## Start
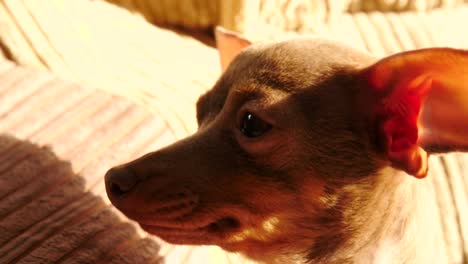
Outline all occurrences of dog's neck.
[309,166,438,264]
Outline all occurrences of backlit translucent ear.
[361,48,468,178]
[215,26,252,72]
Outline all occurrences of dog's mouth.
[139,216,241,245]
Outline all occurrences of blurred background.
[0,0,468,263]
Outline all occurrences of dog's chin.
[139,217,241,245]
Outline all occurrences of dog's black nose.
[105,168,138,197]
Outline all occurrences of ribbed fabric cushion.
[0,0,468,263]
[0,61,252,264]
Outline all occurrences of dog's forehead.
[197,38,375,123]
[221,38,375,90]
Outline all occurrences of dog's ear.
[360,48,468,178]
[215,26,252,72]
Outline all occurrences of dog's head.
[106,27,468,260]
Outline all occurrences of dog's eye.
[240,113,271,138]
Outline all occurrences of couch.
[0,0,468,263]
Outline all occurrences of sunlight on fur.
[229,217,280,242]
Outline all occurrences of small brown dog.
[106,29,468,263]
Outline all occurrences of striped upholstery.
[0,61,256,264]
[0,0,468,263]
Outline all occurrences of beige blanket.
[0,0,468,263]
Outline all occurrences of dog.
[105,28,468,263]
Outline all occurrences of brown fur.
[107,34,468,263]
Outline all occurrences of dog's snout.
[105,168,138,198]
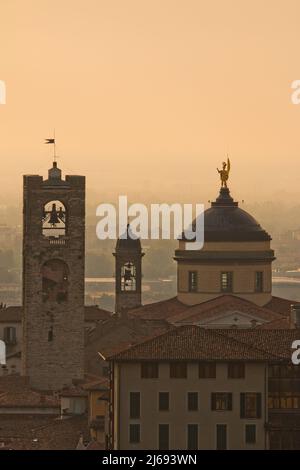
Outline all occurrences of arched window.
[121,261,136,291]
[42,201,66,238]
[42,259,69,303]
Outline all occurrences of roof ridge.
[217,328,281,359]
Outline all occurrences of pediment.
[195,310,266,328]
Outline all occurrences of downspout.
[264,363,269,450]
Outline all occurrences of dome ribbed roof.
[188,188,271,242]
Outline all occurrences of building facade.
[22,162,85,390]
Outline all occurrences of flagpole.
[53,129,56,162]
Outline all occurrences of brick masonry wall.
[22,176,85,390]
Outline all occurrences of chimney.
[291,304,300,328]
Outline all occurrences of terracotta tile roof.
[128,295,293,324]
[255,316,291,330]
[264,296,298,316]
[59,385,88,397]
[85,317,171,376]
[168,295,282,324]
[0,415,90,450]
[83,377,109,392]
[0,305,111,323]
[0,375,59,410]
[107,325,278,361]
[128,297,186,320]
[85,441,105,450]
[217,328,300,361]
[84,305,112,322]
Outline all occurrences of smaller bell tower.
[113,224,144,316]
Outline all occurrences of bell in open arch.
[49,204,59,227]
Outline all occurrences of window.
[42,201,66,238]
[211,392,232,411]
[121,261,136,291]
[216,424,227,450]
[245,424,256,444]
[240,392,261,419]
[170,362,187,379]
[129,392,141,419]
[189,271,198,292]
[227,362,245,379]
[158,392,169,411]
[3,326,17,344]
[158,424,169,450]
[42,259,69,303]
[141,362,158,379]
[255,271,264,292]
[48,326,53,343]
[221,271,233,292]
[199,362,216,379]
[187,424,198,450]
[188,392,198,411]
[129,424,141,444]
[268,391,300,410]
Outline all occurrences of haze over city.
[0,0,300,204]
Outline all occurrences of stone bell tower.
[22,162,85,390]
[113,225,144,316]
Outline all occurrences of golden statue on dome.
[217,157,230,188]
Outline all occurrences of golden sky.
[0,0,300,202]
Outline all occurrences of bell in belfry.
[49,204,59,227]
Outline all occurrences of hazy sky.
[0,0,300,202]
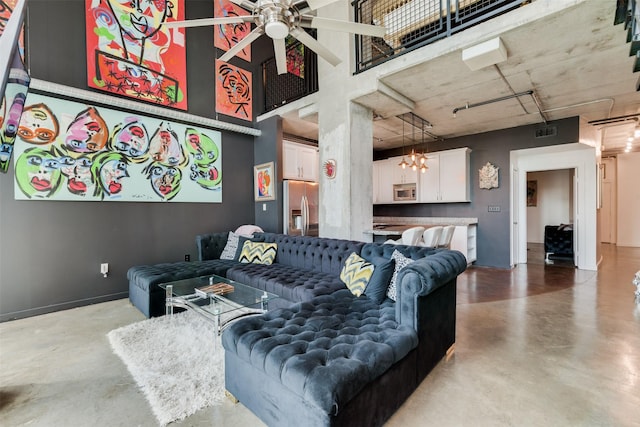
## End
• Stated task
Could you update all the entries above so that "Outline" becomes "Mark", with everything else unchanged and the picture lines left out?

• Answer in full
Mark all occurrences of dog's neck.
[309,166,438,264]
Mark all occurrences of backlit translucent ear.
[361,48,468,178]
[215,26,252,72]
Mark all occurrences of dog's mouth.
[139,216,241,245]
Mark all occurrences of blurred background.
[0,0,468,263]
Mark all occurrences of dog's chin.
[139,217,241,245]
Mark all occurrences of dog's black nose.
[105,168,138,197]
Mark all occurrences of ribbed fabric cushion.
[0,0,468,263]
[0,61,252,264]
Mark all occurrences of dog's forehead.
[197,38,375,123]
[221,38,375,90]
Mark all occurrences of dog's ear.
[360,48,468,178]
[215,26,252,72]
Mark all occurrences of dog's head.
[106,27,468,260]
Mark all occurrences of dog's eye.
[240,113,271,138]
Mark all occurrences of couch.
[0,0,468,263]
Mark all occurrences of sunlight on fur.
[229,217,280,242]
Mark all occurrences of small brown dog.
[106,29,468,263]
Mark all occurrences of striped upholstery.
[0,61,256,264]
[0,0,468,263]
Mark all occurrences of beige blanket.
[0,0,468,263]
Mark all occurrences of dog.
[105,28,468,263]
Mark all occurrences of brown fur.
[107,34,468,263]
Mark all occurrences of dog's snout.
[105,168,138,198]
Mark all occurrences of arched window.
[121,261,136,291]
[42,201,66,238]
[42,259,69,303]
Mark all occurrences of roof ridge.
[217,328,281,359]
Mark all occurrences of pediment.
[195,310,266,328]
Mark all occurrences of downspout.
[264,363,269,450]
Mark all occurrences of dome ribbed roof.
[188,188,271,242]
Mark all occurrences of building facade.
[22,162,85,390]
Mark all occurrences of flagpole.
[53,129,56,162]
Mark all occurrences of brick masonry wall.
[22,176,85,390]
Mark all occurrences of chimney.
[291,304,300,328]
Mark all occurrences of terracotta tile roof.
[128,295,293,324]
[255,316,291,330]
[264,296,298,316]
[59,385,88,397]
[85,317,171,376]
[168,295,282,324]
[0,415,90,450]
[83,377,109,392]
[0,305,111,323]
[0,375,59,410]
[107,325,278,361]
[128,297,186,320]
[85,441,105,450]
[217,328,300,361]
[84,305,112,322]
Mark all occurrences of smaller bell tower.
[113,224,144,316]
Mark all occurrences of bell in open arch.
[49,204,59,227]
Mark all occurrences of window.
[42,201,66,238]
[211,392,232,411]
[121,261,136,291]
[216,424,227,450]
[245,424,256,444]
[240,392,261,419]
[170,362,187,379]
[129,392,141,419]
[189,271,198,292]
[227,362,245,379]
[158,392,169,411]
[3,326,17,344]
[158,424,169,450]
[42,259,69,303]
[141,362,158,379]
[255,271,264,292]
[48,326,53,343]
[221,271,233,292]
[199,362,216,379]
[187,424,198,450]
[188,392,198,411]
[129,424,141,444]
[268,391,300,410]
Mark all occurrences of haze over city.
[0,0,300,204]
Mark all occurrences of stone bell tower.
[22,162,85,390]
[113,225,144,316]
Mark all occurrences of golden statue on dome.
[217,157,230,188]
Mark all occurrences of golden sky.
[0,0,300,202]
Mark all occurrences of bell in belfry.
[49,204,59,227]
Mark all occurrences of hazy sky.
[0,0,300,202]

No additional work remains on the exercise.